It’s been brewing for a while – this thought in my head. Then it sort of began to take shape and after trying to ignore it for a while, I relented. I gave it free reign and said, “Okay, you drive for a while. I’ll just see what kind of brilliant idea you produce. It percolated for a bit and then it became clear – I heard a definite “You’re going to need some chandelier parts for this”.
After much discussion, and without full approval from the saner parts of my brain, I admitted to my dear husband, “I think I’m going to need some chandelier parts.” And of course, after all this time together, much to his credit, he doesn’t flinch. “Sounds like a trip to the flea market,” he replies. No rolling of the eyeballs. No long extended sigh. Not even one question like “Now what are you up to?” Nope - just a “Let me get my keys.”
Now I don’t know about you, but in my experience, when I go in search of something specific and unusual, it often ends up being a wild goose chase. Yard sales, estate sales, flea markets are not the reliable kind of marketplace where you can just say to a vendor, “I’m looking for a doohickey about so big in purple.” And expect the vendor to reply, “Oh yes. Purple doohickeys – I just got a shipment of those in the other day. Aisle four under the sign that says “Doohickeys.” Yep- never happens.

[Excerpts of location labeling data]
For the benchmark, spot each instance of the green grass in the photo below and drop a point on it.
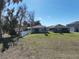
(40, 40)
(53, 36)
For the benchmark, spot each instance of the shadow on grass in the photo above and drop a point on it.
(7, 42)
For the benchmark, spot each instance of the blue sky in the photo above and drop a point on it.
(52, 12)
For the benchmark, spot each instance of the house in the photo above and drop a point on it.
(74, 27)
(59, 29)
(39, 29)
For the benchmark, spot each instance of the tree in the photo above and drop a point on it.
(2, 6)
(37, 23)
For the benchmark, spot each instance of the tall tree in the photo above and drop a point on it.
(2, 6)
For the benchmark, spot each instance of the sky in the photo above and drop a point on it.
(52, 12)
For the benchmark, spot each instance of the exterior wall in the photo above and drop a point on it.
(72, 29)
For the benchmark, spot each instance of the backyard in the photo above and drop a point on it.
(39, 46)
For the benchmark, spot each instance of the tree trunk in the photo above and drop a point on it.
(0, 26)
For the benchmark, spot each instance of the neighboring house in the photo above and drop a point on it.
(39, 29)
(59, 29)
(74, 27)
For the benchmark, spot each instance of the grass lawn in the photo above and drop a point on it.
(54, 46)
(39, 46)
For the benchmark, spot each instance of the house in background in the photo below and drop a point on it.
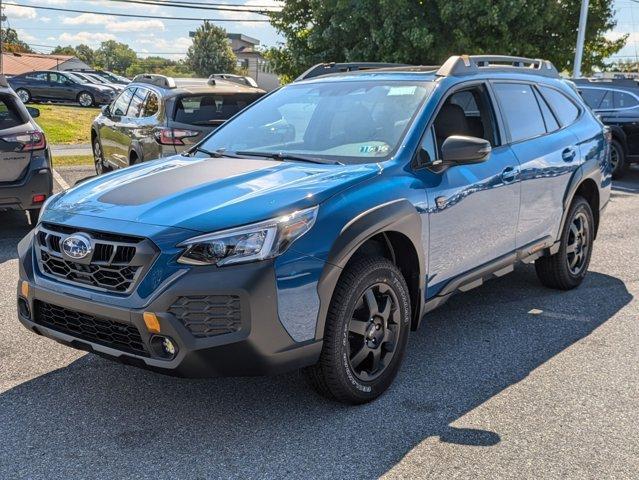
(252, 61)
(17, 63)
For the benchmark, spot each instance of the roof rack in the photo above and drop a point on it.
(470, 64)
(161, 81)
(242, 80)
(330, 68)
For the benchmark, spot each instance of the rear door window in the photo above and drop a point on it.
(565, 109)
(624, 100)
(210, 109)
(521, 110)
(10, 114)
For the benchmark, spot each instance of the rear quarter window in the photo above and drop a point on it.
(210, 109)
(565, 109)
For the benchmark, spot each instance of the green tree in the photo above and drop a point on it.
(115, 56)
(427, 32)
(12, 43)
(211, 51)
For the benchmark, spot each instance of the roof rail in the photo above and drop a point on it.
(329, 68)
(161, 81)
(470, 64)
(241, 79)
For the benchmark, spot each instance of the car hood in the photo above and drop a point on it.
(207, 194)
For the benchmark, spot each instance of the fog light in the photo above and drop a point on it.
(163, 346)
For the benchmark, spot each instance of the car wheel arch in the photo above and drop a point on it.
(392, 230)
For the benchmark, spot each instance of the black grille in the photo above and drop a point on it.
(116, 263)
(120, 336)
(209, 315)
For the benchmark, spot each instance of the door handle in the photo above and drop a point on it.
(569, 154)
(510, 174)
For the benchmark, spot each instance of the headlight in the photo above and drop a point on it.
(250, 243)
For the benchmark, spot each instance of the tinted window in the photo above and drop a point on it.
(135, 107)
(40, 76)
(549, 117)
(592, 96)
(10, 114)
(151, 106)
(210, 109)
(624, 100)
(566, 110)
(521, 110)
(121, 105)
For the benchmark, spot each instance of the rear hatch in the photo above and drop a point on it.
(196, 115)
(15, 126)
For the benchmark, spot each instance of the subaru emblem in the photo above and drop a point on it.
(77, 246)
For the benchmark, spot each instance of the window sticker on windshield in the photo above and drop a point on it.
(374, 149)
(397, 91)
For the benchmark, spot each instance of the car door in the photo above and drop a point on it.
(547, 152)
(110, 133)
(473, 209)
(61, 88)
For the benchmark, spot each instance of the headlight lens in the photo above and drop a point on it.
(249, 243)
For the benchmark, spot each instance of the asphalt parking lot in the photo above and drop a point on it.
(487, 390)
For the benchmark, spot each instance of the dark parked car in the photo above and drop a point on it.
(25, 159)
(158, 116)
(617, 104)
(60, 87)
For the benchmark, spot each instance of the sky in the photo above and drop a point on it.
(44, 29)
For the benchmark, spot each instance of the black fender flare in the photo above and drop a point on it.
(396, 216)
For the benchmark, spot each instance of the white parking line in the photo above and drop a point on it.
(61, 181)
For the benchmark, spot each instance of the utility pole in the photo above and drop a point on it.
(581, 38)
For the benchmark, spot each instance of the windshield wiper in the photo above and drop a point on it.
(289, 156)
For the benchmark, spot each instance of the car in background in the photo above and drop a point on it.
(617, 104)
(108, 76)
(26, 180)
(96, 80)
(158, 116)
(58, 86)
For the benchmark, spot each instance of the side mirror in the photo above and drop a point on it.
(461, 150)
(34, 112)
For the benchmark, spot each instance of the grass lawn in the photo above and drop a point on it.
(72, 161)
(65, 124)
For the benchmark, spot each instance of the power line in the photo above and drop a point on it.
(131, 15)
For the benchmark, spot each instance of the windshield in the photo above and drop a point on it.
(349, 122)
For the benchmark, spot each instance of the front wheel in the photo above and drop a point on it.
(567, 268)
(85, 99)
(365, 333)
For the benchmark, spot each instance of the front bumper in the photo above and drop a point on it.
(37, 180)
(259, 346)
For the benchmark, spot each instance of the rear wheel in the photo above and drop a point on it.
(567, 268)
(98, 158)
(85, 99)
(617, 159)
(365, 334)
(24, 95)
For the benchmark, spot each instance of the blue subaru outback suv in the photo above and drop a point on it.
(316, 228)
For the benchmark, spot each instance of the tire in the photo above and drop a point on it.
(34, 216)
(567, 268)
(86, 99)
(365, 335)
(617, 160)
(24, 95)
(98, 159)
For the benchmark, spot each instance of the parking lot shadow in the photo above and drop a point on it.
(99, 419)
(13, 227)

REQUIREMENTS »
**1)** Does the flea market piece agree with each of these statements? (a) The husband asked what was being planned. (b) Searching for something specific and unusual often turns into a wild goose chase. (c) The husband proposed going to the flea market. Answer yes or no for each, quoting the deciding words.
**2)** Rewrite the flea market piece from "Now I don’t" to "Yep- never happens.", changing "vendor" to "seller".
**3)** How might the flea market piece go on? Continue it from where it stops.

ANSWERS »
**1)**
(a) No: "Not even one question like “Now what are you up to?”"
(b) Yes: "it often ends up being a wild goose chase"
(c) Yes: "“Sounds like a trip to the flea market,” he replies."

**2)**
Now I don’t know about you, but in my experience, when I go in search of something specific and unusual, it often ends up being a wild goose chase. Yard sales, estate sales, flea markets are not the reliable kind of marketplace where you can just say to a seller, “I’m looking for a doohickey about so big in purple.” And expect the seller to reply, “Oh yes. Purple doohickeys – I just got a shipment of those in the other day. Aisle four under the sign that says “Doohickeys.” Yep- never happens.

**3)**
Off we ventured to the flea market and I kept this mantra going in my head. “Don’t look at all the goodies here. You are on a mission. You are in search of chandelier parts.” I did dawdle a little and oohed and ahhed over many things. Though much of the stuff that looks nice is rarely bargain priced. It’s the boxes and bins that look like they ought to be out at the dump that hold the most promise for me in this case.
My husband and I go through the flea market in near proximity to each other, but at our own pace. He lingers over one thing or another and I over something else entirely. Kitchen glassware, used books, vintage paper, old photos are things that capture my attention. He finds the weird and unusual and a lot of times pretty cool looking stuff. I turned the corner ahead of him and passed by a couple of booths before spotting one that had ratty old boxes filled with rusty things. On closer inspection – light fixtures! Bingo! Who’d have ever thunk it? This is a rare occasion. And I didn’t have to settle for something that might do – I had choices. Almost too many.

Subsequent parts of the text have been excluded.